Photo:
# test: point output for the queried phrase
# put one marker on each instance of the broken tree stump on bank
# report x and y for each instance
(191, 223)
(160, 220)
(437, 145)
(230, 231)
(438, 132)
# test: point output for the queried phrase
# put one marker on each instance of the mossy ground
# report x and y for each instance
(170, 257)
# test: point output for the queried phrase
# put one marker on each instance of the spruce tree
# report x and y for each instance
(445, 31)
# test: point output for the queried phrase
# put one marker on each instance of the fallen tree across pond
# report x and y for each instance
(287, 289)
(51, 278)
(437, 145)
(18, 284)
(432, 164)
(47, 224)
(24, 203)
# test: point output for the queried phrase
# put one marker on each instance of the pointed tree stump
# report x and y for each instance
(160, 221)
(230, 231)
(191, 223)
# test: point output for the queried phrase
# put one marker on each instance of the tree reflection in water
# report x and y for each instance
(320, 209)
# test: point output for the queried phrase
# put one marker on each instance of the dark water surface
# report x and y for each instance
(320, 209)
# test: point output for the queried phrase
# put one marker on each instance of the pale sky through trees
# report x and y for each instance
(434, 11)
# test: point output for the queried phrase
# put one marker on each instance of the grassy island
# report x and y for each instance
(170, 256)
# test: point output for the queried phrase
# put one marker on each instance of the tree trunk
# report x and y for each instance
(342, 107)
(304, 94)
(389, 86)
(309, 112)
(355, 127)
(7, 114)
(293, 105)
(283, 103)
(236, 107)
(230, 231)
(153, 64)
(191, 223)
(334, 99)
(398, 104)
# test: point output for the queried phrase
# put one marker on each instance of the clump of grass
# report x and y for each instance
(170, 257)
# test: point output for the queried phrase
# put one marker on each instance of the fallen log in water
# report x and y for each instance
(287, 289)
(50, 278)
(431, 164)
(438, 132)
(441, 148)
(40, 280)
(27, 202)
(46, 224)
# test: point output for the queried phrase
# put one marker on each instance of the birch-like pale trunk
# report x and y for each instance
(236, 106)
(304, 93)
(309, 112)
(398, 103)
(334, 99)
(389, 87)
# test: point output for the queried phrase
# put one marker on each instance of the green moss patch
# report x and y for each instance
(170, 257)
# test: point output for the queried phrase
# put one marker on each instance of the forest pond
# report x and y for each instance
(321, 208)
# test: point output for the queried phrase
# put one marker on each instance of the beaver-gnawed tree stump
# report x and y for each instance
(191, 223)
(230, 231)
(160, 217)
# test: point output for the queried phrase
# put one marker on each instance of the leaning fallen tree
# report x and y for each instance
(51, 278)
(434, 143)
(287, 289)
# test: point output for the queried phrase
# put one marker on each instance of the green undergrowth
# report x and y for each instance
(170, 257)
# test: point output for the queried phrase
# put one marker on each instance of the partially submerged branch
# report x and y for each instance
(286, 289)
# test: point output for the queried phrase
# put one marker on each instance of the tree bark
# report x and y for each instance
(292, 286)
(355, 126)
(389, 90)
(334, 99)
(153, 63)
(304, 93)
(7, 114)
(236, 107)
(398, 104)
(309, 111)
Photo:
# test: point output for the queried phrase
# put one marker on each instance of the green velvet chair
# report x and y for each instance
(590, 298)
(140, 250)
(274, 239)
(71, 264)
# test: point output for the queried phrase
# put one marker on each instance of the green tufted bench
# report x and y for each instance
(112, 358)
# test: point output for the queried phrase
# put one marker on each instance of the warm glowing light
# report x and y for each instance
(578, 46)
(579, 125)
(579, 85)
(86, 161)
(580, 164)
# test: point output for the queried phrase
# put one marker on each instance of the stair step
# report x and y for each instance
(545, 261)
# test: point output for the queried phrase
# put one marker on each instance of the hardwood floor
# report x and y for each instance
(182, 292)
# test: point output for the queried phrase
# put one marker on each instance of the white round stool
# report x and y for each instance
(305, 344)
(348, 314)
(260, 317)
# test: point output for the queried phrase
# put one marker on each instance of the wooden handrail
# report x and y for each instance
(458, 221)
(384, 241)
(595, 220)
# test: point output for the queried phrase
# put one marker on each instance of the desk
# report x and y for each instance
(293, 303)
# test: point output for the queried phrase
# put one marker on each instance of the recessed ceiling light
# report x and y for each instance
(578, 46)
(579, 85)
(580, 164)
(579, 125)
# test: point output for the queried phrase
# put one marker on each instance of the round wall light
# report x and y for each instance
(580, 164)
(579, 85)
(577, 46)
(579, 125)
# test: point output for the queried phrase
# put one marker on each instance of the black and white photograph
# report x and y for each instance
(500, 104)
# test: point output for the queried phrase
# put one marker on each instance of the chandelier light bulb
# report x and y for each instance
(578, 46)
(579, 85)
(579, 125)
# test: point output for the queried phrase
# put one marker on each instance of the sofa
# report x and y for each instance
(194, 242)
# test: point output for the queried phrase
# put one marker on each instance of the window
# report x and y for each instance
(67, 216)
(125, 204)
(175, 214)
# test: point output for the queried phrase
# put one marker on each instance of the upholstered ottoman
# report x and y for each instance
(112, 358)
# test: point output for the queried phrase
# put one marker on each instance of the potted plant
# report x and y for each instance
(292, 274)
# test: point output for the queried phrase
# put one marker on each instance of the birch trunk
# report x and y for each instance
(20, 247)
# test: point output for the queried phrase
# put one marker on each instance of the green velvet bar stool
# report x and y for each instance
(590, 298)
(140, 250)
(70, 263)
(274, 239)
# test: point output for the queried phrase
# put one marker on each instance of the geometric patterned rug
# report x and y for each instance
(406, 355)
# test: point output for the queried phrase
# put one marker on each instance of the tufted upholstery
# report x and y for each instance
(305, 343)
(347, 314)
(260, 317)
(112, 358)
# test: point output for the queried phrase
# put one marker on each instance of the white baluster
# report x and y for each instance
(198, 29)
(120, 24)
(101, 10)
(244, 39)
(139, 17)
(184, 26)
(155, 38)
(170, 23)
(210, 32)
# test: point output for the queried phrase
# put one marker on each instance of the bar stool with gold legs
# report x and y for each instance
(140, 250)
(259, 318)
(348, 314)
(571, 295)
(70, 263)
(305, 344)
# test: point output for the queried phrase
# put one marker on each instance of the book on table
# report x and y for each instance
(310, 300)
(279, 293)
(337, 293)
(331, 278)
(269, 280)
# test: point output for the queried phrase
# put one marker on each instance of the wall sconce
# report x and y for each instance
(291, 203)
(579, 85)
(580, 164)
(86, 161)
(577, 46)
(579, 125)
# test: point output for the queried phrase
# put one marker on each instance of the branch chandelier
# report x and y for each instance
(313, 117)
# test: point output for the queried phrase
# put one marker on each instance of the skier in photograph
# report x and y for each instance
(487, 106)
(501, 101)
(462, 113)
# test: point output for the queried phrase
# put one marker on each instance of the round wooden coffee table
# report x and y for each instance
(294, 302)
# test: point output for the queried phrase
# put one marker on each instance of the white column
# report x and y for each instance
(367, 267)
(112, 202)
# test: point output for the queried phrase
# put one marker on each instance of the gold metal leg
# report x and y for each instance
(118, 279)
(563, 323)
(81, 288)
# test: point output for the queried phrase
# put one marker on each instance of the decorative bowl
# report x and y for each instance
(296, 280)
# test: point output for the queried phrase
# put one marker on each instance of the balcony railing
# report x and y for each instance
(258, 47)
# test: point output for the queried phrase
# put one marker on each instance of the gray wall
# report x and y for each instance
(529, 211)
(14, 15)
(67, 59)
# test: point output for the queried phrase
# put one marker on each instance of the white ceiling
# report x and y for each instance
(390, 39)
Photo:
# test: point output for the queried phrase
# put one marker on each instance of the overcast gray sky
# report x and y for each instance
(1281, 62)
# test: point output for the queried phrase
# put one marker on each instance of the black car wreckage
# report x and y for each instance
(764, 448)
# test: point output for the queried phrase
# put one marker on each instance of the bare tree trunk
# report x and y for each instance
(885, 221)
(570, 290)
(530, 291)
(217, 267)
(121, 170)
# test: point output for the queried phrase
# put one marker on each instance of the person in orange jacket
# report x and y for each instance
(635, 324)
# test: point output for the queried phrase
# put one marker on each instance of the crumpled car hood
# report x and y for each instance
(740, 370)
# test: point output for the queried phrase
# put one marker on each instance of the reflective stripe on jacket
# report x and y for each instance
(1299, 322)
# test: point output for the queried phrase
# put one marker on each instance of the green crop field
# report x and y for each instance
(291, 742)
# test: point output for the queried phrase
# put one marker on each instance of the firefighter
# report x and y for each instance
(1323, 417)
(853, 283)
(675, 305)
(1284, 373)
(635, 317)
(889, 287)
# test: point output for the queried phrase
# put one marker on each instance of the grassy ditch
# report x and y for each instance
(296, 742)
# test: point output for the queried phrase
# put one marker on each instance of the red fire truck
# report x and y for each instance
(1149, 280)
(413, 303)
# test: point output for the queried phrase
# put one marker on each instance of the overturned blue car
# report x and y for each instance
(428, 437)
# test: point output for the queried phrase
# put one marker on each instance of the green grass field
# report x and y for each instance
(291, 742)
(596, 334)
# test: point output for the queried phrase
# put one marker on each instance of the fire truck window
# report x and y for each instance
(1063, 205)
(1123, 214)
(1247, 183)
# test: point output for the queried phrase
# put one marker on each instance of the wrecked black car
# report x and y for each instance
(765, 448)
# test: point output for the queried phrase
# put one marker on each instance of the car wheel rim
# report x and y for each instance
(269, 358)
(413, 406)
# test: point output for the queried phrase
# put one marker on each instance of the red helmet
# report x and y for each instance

**What you need to do**
Pull out every line of the rows above that contains the word "wooden".

**Task output**
# put one marker on each instance of the wooden handrail
# put one marker on each instance of the round wooden coffee table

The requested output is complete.